____ Extract
Few voices were raised in defence of the possum but the persecution of the koala caused uproar. There could be no pretence that the koala was a pest; everyone knew that ‘native bears’ though numerous did not damage crops of any kind. In 1884 Carl Lentz saw ‘nine bears on one little gum tree . . . the bush was full of koalas in those days’. In those early days Henry Stephens could ride the half-dozen kilometres between Tagabalam and the Pocket and see twenty-nine koalas (Hall
et al
., 19–20). A Bill to protect the Native Bear introduced by the Hon. W. Villiers Brown in the Queensland Legislative Assembly in November 1904 failed for lack of time (
BC
, 24 November 1904; 4 February 1905). By 1910 ‘the inoffensive native bear ha[d] almost disappeared from most parts of Queensland’. Even so, in 1915 the Queensland government announced an open season for koalas as well as possums. The justification was that impoverished families could use the skins as currency to buy food. Readers of the
Brisbane Courier
, who did not include struggling bushies, gave instant voice to their disapproval. A correspondent identified simply as ‘Sympathy’ wrote to the editor on 22 July:

 

I can’t speak for other districts but in this one (Wide Bay) mostly every female bear has a baby on her back. Only this morning I was driving on a bush road and saw a bear with a baby on its back. The harmless creature looked at me so pitifully. I drove on, but not half a mile away I heard a shot, then another, and drove back and saw a scalper had shot the poor brute, but it got into a limb of the tree and stuck there, though dead with the baby clasped in its arms. I lectured the man, but his reply was, ‘The season is open’. We know it is, but I am afraid it is the wrong season, and if this goes on the children following us will never see a native bear; they will be wiped out. Though I did not see it I was told by a settler that he had come across a dead mother skinned, and the baby a few yards away crying.
________
____ Information provided
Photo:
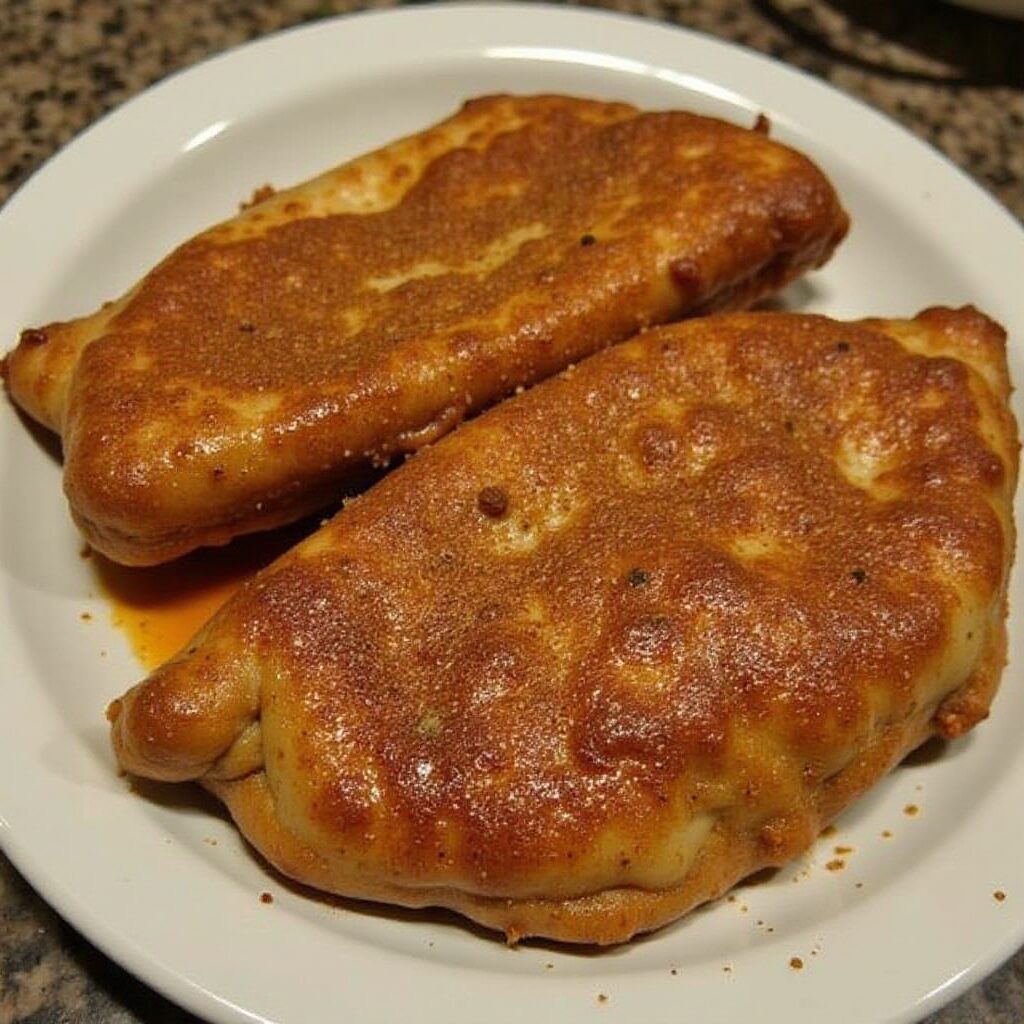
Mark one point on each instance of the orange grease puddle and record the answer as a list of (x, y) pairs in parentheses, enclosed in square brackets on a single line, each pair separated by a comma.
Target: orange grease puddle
[(160, 609)]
________
> [Required tasks]:
A. List every year mentioned in the extract on koala persecution.
B. Rewrite the paragraph of the koala extract that begins "I can’t speak for other districts" as a bulleted list that keeps its main facts.

> [Solved tasks]:
A. 1884, 1904, 1905, 1910, 1915

B.
- In the Wide Bay district, nearly every female koala carries a baby on her back.
- While driving on a bush road, the writer saw a koala with a baby on its back.
- Less than half a mile further on, the writer heard two shots and drove back. A scalper had shot the koala, which stayed lodged dead in a tree limb with the baby still clasped in its arms.
- The writer lectured the man, who answered, "The season is open."
- The writer believes it is the wrong season and fears koalas will be wiped out before future children can see them.
- A settler reported coming across a skinned dead mother with her baby crying a few yards away.